— start —

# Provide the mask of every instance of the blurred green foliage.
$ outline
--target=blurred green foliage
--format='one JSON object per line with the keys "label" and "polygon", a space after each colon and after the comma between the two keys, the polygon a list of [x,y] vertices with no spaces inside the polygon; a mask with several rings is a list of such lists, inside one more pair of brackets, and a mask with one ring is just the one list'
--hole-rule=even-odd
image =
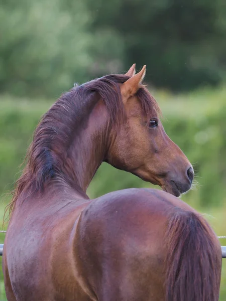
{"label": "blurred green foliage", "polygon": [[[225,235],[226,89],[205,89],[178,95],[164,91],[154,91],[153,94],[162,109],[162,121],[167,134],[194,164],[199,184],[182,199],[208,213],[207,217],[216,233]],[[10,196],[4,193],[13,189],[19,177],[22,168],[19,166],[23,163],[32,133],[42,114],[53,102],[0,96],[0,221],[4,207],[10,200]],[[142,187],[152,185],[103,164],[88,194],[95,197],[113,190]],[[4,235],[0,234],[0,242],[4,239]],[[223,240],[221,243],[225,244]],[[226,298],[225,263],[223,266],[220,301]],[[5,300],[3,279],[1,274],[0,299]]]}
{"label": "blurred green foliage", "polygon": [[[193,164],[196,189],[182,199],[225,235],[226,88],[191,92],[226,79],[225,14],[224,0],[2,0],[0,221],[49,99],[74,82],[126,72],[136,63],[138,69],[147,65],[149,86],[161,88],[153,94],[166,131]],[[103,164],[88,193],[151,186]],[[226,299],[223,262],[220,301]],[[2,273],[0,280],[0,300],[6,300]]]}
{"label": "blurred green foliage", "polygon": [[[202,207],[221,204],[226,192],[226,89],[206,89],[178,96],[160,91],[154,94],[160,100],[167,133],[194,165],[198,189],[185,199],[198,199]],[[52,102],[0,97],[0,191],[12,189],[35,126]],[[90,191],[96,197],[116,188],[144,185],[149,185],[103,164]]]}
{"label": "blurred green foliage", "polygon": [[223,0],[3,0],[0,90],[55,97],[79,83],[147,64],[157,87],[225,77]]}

— end —
— start —

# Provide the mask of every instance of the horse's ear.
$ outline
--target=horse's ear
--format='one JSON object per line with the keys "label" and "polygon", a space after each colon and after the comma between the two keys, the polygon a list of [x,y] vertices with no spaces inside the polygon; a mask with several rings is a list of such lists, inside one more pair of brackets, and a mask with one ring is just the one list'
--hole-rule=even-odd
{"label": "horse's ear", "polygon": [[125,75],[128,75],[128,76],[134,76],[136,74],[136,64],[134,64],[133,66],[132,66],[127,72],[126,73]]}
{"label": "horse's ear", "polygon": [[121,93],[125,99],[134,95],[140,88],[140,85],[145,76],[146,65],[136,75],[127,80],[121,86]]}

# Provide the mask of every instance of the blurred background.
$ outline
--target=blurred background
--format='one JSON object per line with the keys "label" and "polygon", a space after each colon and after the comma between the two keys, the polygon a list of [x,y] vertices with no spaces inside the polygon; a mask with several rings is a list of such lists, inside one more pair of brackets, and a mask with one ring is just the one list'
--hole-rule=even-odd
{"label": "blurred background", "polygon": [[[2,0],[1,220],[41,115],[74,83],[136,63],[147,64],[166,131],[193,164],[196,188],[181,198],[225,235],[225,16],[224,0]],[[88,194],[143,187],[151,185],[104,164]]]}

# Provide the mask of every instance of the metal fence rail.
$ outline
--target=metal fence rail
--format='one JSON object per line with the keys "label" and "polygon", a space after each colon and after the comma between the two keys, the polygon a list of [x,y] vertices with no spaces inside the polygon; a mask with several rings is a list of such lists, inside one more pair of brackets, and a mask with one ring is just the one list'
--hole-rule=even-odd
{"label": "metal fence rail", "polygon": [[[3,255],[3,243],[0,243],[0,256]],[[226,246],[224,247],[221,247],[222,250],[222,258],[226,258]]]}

— end —

### What to produce
Please collect every line of the data above that contains the word "fence". Case counts.

### Exercise output
# Provide the mask of every instance of the metal fence rail.
--target=metal fence rail
{"label": "metal fence rail", "polygon": [[[3,255],[3,243],[0,243],[0,256]],[[226,246],[224,247],[221,247],[222,250],[222,258],[226,258]]]}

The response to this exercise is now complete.